(Text for analysis):

■ ■ ■ ■ ■

HOUSTON – Gov. Rick Perry looks as if he stepped out of a Marlboro billboard: square-jawed, weathered face, a shock of black hair, steely eyes. He even says "howdy" when he enters the room. His public persona is so folksy that many opponents have underestimated his political skills.

But Perry, a conservative ideologue whose recent flourishes include expressing sympathy for secessionists and supporting a failed effort to add a "choose life" logo to license plates, has announced that he is running for an unprecedented third term.

The battle in the Texas Republican Party over whether he deserves another four years mirrors the larger conflict between the Republicans’ moderate and conservative wings on the national level, strategists say.

Perry’s opponent is U.S. Sen. Kay Bailey Hutchison. On most issues, Hutchison is also a steady conservative, but her tone is more moderate, her positions on social issues are more nuanced, her votes on government spending more pragmatic.

■ ■ ■ ■ ■

(Exercise inputs):
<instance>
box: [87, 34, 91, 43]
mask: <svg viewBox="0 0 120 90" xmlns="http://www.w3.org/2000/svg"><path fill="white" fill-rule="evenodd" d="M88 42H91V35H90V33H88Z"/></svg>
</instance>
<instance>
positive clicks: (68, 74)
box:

■ ■ ■ ■ ■

(To do):
- 1) Copy all of the records verbatim.
- 2) Extend the article about the Texas governor's race, picking up right after its final sentence.
The news excerpt has no connection to the records.

(Answers per task):
- 1)
<instance>
box: [87, 34, 91, 43]
mask: <svg viewBox="0 0 120 90" xmlns="http://www.w3.org/2000/svg"><path fill="white" fill-rule="evenodd" d="M88 42H91V35H90V33H88Z"/></svg>
</instance>
<instance>
positive clicks: (68, 74)
box:

- 2)
Hutchison will open her 2010 campaign with a tour of the state next week. She cuts a patrician figure on the hustings, a slender woman with a mellifluous voice and an easy smile. Her main message is that the party cannot stay in power unless it widens its appeal.

"I do not want a governor who is going to narrow our base, make it dwindle," Hutchison said this week. "That is what has happened at the national level, and that is not going to happen in Texas."



Hutchison argues that Perry’s courtship of conservatives has alienated moderates, independents and minorities. The party lost all the state’s major metropolitan counties in the 2008 presidential election, and its majority in the Texas House has shrunk to a single seat.

Perry enjoys support from evangelical leaders and the voters who usually turn out heavily in primaries: members of a nti-tax groups, religious conservatives, creationists, foes of abortion and opponents of big government.

Hutchison hopes to draw more moderates and independents to the primary. She has painted Perry as a divisive party leader more interested in partisan politics than in solving Texas’ problems. "People want someone who has a vision for the future," she said, "and we are not seeing new ideas."

Perry is betting he can cast Hutchison as a Washington insider with questionable ...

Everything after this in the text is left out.